[Mask labeling examples]

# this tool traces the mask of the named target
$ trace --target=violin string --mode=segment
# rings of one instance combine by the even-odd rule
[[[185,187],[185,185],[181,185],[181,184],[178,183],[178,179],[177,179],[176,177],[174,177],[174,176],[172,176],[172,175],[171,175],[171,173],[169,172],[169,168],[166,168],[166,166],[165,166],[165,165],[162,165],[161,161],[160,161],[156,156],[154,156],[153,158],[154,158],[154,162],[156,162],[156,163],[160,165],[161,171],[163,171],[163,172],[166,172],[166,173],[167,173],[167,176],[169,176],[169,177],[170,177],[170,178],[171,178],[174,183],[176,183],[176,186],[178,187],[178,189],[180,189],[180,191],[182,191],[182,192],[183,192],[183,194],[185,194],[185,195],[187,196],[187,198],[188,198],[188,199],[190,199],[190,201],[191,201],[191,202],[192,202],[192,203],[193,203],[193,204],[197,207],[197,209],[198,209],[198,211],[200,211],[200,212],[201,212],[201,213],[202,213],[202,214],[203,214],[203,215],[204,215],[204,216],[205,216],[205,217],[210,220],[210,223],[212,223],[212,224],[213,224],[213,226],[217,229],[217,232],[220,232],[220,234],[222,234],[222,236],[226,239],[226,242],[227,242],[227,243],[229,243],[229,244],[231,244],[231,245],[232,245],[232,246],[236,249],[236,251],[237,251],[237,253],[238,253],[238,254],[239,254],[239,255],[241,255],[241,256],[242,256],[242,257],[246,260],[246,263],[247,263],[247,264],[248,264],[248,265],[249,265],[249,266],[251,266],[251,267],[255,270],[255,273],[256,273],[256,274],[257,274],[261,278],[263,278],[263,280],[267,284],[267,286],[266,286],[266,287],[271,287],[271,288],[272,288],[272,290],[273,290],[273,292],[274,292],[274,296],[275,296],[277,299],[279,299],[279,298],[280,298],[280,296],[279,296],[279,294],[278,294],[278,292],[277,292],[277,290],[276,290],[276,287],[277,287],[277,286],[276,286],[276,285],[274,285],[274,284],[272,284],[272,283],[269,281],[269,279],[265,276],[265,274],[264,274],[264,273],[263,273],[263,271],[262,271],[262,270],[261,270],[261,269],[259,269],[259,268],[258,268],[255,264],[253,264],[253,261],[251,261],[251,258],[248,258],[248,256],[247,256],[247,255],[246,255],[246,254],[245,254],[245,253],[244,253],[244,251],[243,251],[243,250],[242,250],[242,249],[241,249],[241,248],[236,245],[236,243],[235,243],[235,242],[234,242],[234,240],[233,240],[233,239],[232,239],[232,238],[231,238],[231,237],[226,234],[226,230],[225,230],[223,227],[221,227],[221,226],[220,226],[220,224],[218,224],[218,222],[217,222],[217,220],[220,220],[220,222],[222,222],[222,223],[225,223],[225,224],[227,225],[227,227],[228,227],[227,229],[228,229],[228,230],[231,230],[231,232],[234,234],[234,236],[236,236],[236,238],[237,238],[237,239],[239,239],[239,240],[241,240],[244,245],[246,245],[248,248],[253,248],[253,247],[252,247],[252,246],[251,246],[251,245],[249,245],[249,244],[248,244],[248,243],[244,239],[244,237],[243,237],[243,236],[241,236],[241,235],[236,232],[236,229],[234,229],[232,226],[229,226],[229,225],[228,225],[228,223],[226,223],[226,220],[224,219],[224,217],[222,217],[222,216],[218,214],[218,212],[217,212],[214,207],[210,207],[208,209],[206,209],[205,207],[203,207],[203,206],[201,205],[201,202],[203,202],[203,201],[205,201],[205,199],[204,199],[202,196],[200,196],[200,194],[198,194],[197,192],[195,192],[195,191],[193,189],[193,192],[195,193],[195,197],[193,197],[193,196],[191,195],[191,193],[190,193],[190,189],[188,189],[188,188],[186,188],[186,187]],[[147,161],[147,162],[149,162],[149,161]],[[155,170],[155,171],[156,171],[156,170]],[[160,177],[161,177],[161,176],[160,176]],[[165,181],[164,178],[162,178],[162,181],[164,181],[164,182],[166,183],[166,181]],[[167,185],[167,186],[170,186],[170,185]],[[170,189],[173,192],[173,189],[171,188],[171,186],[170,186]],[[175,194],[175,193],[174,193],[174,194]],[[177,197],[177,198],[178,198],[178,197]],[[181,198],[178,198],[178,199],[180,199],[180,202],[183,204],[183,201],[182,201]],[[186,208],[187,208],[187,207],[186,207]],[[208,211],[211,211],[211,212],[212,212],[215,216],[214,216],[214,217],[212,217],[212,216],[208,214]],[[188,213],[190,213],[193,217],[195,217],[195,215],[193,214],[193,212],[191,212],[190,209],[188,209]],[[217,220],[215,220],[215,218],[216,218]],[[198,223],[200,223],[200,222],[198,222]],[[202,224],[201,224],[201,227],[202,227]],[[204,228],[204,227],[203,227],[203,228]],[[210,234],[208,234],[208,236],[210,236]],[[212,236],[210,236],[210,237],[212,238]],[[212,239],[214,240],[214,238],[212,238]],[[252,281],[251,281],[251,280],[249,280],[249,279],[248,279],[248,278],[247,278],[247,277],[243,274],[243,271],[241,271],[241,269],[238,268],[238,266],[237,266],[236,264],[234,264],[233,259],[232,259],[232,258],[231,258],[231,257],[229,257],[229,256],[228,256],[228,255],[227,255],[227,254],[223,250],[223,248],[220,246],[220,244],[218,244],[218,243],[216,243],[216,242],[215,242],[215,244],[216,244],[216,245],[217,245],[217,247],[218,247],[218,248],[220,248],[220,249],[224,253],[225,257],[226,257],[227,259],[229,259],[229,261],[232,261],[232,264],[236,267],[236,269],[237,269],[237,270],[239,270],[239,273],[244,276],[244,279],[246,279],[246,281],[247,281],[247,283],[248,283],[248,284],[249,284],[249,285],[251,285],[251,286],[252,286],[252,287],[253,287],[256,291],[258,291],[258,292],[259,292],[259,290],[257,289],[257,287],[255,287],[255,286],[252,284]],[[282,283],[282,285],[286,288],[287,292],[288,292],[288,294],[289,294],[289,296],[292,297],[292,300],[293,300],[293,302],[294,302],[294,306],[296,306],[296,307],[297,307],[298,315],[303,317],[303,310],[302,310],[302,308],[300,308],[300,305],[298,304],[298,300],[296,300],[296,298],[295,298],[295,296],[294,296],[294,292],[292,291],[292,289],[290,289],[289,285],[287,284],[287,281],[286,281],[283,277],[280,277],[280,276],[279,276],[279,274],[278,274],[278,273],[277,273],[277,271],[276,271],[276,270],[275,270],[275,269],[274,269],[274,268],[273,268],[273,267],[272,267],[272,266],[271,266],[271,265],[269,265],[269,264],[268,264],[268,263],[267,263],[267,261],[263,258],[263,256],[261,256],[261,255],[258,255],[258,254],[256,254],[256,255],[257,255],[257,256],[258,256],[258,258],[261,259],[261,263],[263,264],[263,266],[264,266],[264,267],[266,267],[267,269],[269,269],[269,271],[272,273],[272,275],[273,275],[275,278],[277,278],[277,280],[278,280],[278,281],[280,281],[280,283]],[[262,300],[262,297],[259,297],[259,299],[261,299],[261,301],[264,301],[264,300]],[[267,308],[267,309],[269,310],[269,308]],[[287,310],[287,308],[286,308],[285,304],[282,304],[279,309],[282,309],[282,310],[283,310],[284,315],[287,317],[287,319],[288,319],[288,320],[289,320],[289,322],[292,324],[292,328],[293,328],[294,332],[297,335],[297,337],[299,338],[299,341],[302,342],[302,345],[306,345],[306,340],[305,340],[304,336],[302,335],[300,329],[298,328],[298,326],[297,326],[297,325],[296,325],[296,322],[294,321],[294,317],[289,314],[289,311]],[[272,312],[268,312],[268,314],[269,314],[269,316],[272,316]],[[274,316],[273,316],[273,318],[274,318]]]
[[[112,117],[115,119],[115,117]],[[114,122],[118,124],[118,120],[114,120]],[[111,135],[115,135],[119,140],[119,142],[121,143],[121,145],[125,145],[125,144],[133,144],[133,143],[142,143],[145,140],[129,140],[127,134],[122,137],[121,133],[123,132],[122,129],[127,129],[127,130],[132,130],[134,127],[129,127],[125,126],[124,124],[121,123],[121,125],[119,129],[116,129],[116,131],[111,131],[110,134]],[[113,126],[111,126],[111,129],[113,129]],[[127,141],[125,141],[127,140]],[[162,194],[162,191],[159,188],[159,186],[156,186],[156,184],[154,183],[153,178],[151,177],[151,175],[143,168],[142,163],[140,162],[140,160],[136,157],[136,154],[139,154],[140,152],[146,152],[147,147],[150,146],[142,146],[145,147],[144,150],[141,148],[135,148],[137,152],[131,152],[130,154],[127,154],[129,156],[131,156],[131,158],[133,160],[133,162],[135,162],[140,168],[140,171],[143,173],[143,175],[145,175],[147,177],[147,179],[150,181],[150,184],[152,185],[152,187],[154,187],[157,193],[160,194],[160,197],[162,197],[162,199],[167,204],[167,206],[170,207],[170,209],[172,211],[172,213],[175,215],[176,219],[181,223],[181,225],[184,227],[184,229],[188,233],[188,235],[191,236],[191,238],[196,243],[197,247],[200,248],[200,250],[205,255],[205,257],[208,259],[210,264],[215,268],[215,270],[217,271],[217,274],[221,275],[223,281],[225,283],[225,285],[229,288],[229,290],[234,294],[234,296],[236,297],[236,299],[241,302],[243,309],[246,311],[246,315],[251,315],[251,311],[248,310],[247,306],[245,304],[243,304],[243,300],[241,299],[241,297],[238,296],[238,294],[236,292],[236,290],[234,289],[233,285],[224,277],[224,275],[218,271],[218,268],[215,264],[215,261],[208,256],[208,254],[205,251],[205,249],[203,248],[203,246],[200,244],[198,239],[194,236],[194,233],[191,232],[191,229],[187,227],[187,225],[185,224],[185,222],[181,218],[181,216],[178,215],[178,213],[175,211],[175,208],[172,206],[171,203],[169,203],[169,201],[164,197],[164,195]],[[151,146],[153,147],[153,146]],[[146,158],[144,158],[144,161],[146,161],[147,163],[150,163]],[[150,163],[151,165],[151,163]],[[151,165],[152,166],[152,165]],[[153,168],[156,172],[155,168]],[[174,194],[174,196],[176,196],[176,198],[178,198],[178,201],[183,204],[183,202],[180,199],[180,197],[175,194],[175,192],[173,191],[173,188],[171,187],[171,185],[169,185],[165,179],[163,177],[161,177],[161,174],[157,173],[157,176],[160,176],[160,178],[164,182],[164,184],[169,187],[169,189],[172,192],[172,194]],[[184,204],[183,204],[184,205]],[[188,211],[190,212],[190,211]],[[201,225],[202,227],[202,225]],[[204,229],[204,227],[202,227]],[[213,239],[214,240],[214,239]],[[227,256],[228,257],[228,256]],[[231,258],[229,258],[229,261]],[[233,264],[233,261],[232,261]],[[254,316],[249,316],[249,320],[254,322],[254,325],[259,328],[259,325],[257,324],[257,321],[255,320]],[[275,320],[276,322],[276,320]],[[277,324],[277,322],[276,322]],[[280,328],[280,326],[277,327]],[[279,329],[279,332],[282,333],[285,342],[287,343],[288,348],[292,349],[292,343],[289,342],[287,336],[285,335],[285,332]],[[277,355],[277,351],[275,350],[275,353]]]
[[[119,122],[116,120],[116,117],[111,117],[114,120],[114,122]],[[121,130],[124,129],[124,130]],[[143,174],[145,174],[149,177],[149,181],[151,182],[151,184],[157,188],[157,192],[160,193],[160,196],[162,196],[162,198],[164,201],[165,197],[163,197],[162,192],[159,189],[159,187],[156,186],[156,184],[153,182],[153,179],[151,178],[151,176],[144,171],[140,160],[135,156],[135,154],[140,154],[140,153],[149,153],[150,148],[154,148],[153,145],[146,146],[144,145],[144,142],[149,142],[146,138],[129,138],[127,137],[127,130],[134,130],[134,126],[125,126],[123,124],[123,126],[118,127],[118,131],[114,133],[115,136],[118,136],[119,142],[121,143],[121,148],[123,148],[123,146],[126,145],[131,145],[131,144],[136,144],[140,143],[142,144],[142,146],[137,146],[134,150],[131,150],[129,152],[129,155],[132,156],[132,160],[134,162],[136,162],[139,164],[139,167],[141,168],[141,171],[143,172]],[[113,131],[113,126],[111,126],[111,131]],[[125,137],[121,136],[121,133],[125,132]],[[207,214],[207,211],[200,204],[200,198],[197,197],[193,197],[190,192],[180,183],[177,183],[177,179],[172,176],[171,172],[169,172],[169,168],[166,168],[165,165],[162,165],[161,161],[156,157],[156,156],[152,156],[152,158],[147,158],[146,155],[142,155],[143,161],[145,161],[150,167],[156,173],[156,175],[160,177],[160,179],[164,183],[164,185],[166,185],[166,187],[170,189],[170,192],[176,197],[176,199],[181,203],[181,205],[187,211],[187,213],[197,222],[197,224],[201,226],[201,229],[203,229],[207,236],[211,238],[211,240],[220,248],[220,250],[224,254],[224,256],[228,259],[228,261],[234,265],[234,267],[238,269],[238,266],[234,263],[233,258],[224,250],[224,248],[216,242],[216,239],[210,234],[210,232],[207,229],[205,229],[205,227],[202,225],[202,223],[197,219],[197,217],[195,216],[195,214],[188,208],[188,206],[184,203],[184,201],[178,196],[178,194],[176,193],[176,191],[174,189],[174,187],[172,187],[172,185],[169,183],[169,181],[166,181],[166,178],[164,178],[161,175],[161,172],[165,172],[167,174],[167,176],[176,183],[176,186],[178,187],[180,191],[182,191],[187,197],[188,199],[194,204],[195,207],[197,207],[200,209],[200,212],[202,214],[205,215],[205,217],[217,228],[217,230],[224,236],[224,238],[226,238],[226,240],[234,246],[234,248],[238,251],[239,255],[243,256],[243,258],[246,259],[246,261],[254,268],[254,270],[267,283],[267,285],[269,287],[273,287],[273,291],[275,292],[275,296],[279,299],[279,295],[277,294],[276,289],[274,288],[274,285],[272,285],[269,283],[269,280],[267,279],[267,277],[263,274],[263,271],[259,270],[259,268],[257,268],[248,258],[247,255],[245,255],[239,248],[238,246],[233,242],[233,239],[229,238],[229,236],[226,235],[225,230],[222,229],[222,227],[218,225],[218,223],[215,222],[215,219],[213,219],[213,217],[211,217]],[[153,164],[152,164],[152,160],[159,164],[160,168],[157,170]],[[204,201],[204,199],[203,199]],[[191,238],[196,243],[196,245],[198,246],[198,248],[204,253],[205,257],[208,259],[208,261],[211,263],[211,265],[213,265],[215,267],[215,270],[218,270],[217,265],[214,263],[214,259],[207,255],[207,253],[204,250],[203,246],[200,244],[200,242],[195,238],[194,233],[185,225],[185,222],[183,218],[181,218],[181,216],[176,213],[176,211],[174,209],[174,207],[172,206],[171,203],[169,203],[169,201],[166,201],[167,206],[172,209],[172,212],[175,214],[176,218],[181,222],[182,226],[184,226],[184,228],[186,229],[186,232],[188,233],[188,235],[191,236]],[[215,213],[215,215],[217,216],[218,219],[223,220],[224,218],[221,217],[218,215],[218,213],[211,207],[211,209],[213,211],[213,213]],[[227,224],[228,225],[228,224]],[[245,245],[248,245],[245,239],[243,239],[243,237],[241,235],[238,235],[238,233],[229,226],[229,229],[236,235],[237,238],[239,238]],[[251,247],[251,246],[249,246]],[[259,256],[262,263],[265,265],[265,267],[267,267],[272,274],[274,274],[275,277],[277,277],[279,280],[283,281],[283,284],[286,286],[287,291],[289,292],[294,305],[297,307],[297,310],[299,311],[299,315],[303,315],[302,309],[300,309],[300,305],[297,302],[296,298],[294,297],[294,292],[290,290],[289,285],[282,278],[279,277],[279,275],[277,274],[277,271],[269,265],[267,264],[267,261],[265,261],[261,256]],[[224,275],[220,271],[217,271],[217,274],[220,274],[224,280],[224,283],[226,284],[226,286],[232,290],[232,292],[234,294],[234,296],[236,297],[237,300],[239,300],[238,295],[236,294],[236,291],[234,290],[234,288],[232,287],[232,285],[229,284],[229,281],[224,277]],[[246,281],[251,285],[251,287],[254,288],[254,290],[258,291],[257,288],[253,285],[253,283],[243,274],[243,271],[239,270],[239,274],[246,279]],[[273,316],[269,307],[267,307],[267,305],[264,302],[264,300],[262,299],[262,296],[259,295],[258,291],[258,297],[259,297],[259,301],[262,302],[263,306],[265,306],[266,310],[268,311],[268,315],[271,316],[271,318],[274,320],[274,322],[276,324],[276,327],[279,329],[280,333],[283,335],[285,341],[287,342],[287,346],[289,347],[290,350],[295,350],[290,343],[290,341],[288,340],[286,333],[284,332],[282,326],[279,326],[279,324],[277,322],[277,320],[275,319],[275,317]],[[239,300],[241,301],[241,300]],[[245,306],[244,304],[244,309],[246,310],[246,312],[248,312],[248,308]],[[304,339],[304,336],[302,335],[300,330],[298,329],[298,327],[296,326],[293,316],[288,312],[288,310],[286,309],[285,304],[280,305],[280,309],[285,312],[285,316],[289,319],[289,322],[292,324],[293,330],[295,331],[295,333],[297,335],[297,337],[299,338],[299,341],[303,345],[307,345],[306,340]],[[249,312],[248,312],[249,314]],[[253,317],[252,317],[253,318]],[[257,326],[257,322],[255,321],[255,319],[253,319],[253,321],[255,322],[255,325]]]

SHORT TASK >> Copy out every line of the records above that contains the string "target". Case counts.

RESULT OF THE TASK >>
# this tool traces the mask of the named target
$ trace --target=violin string --mode=segment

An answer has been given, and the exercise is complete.